Schriftliche Aufgabe: Wiederhole wörtlich die Stelle aus dem Text über Dürer, die bei den Worten „Wissenschaftliche Treue und“ beginnt und nach „Erde sitzend …).“ aufhört.

Wissenschaftliche Treue und Sorgfalt mit Erfindungsgabe sowie unverkennbare Freude zeichnen auch die Bild-Werke des P.O. RUNGE aus. DÜRERs Werke beweisen, dass sie die RATIO widerspiegeln und überwiegend mit dem VERSTAND geschaffen wurden! A.D. wurde zum berühmtesten deutschen Maler seiner Zeit.
Das KIND bei DÜRER – als Jesuskind
Neben dem JESUS-Kind, das DÜRER mehrfach porträtierte (Heilige Familie) – „Madonna mit Kind“ (1496-1499) - um 1519 (mit heilige Jungfrau und Anne) – Maria stillend (Graphik 1519) – Madonna mit Nelke (1516) – Maria und Jesuskind mit Birne (1512 und 1526). A.D. hat 1506 einmal „normale“ KINDER seitlich in „Jungfrau mit Girlitz“ dargestellt; plus 2 geflügelte Engel und mit dem Jesuskind zentral im Bild. Im gleichen Jahr entstand „Der 12jährige Jesus unter den Schriftgelehrten“. Um 1495 zeichnete Dürer das Jesuskind SOLO (auf der Erde sitzend …).

Daten:
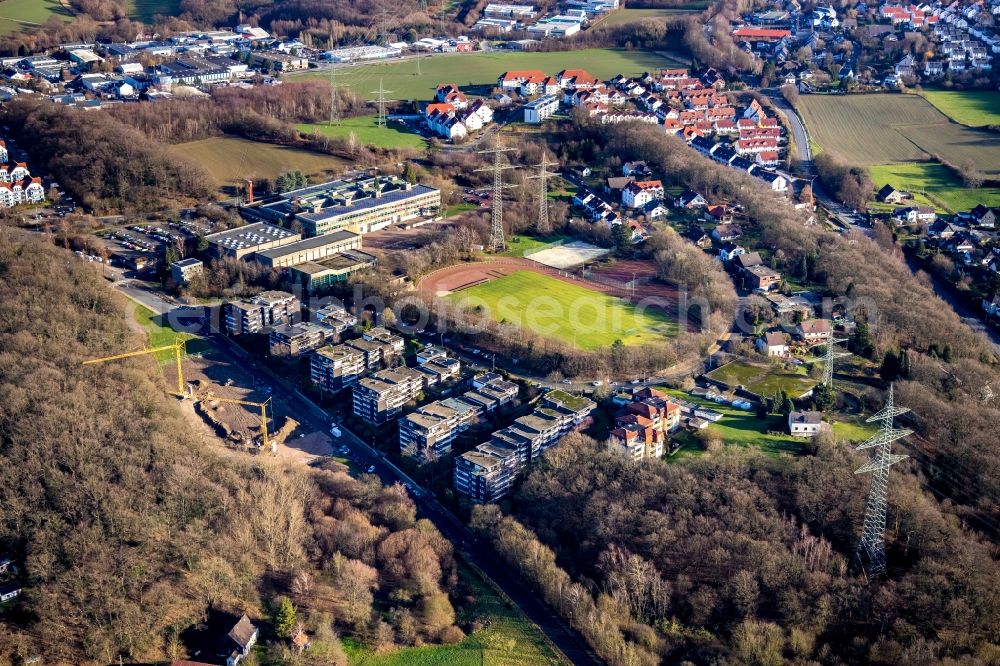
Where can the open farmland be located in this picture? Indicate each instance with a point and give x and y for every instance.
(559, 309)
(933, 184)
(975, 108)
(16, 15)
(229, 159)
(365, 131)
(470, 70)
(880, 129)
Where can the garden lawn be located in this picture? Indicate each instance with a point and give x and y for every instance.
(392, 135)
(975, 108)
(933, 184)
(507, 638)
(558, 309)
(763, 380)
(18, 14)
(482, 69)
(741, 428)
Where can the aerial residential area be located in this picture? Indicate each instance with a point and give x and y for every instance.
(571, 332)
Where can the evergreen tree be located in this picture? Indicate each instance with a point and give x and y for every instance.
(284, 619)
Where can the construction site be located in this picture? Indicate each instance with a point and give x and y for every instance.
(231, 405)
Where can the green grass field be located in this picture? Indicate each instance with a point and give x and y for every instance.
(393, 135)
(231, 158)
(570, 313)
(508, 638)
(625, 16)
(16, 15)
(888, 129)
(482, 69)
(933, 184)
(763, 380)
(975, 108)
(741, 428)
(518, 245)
* * *
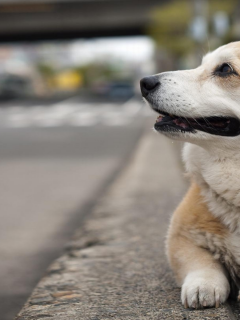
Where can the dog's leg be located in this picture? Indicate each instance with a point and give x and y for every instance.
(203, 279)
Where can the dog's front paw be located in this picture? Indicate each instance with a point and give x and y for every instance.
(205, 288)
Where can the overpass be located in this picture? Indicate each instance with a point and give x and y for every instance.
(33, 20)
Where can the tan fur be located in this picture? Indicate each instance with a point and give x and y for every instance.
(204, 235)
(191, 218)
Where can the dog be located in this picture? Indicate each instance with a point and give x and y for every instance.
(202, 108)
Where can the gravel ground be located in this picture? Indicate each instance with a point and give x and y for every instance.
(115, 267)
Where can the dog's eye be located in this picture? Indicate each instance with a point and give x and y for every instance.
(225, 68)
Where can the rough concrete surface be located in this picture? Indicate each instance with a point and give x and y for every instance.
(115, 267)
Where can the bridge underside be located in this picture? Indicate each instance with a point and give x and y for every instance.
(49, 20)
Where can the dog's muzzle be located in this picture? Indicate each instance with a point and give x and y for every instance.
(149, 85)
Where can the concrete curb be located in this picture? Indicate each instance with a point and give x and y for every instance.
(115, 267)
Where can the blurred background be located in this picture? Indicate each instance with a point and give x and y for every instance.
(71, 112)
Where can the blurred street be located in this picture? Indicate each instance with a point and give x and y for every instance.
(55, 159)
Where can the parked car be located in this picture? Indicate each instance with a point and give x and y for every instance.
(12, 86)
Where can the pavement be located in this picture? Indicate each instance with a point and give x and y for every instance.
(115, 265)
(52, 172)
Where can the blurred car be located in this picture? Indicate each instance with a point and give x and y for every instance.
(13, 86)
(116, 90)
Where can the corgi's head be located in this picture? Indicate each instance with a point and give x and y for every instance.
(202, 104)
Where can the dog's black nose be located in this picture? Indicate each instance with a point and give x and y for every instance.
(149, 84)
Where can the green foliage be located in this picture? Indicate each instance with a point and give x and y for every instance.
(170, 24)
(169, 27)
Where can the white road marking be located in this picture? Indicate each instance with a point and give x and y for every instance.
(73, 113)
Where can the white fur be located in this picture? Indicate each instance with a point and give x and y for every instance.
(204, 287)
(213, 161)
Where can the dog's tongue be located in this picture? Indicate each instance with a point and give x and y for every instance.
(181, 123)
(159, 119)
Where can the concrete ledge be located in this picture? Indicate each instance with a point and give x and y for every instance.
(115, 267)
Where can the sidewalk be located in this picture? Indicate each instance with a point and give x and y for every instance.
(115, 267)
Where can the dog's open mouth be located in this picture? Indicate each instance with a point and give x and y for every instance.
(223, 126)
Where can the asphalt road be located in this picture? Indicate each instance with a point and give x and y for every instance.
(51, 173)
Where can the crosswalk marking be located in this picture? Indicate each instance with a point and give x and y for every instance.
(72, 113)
--
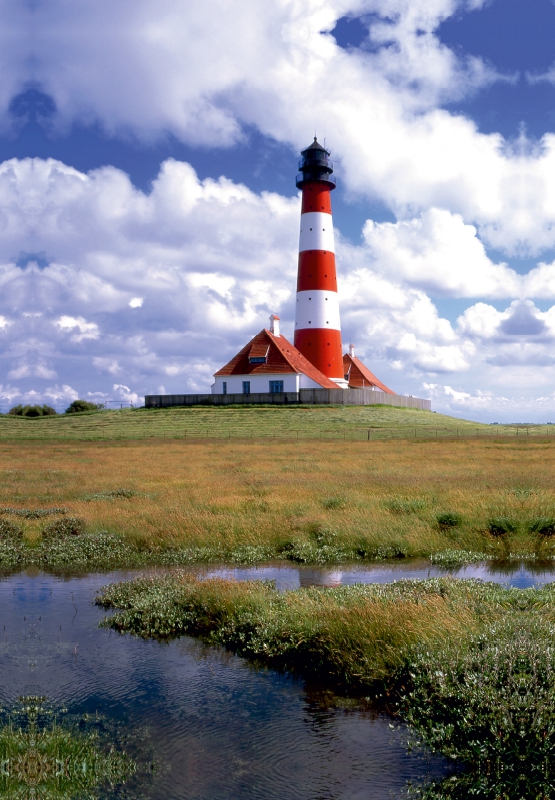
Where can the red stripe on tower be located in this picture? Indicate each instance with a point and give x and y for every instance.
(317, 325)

Ergebnis der Aufgabe:
Wissenschaftliche Treue und Sorgfalt mit Erfindungsgabe sowie unverkennbare Freude zeichnen auch die Bild-Werke des P.O. RUNGE aus. DÜRERs Werke beweisen, dass sie die RATIO widerspiegeln und überwiegend mit dem VERSTAND geschaffen wurden! A.D. wurde zum berühmtesten deutschen Maler seiner Zeit.
Das KIND bei DÜRER – als Jesuskind
Neben dem JESUS-Kind, das DÜRER mehrfach porträtierte (Heilige Familie) – „Madonna mit Kind“ (1496-1499) - um 1519 (mit heilige Jungfrau und Anne) – Maria stillend (Graphik 1519) – Madonna mit Nelke (1516) – Maria und Jesuskind mit Birne (1512 und 1526). A.D. hat 1506 einmal „normale“ KINDER seitlich in „Jungfrau mit Girlitz“ dargestellt; plus 2 geflügelte Engel und mit dem Jesuskind zentral im Bild. Im gleichen Jahr entstand „Der 12jährige Jesus unter den Schriftgelehrten“. Um 1495 zeichnete Dürer das Jesuskind SOLO (auf der Erde sitzend …).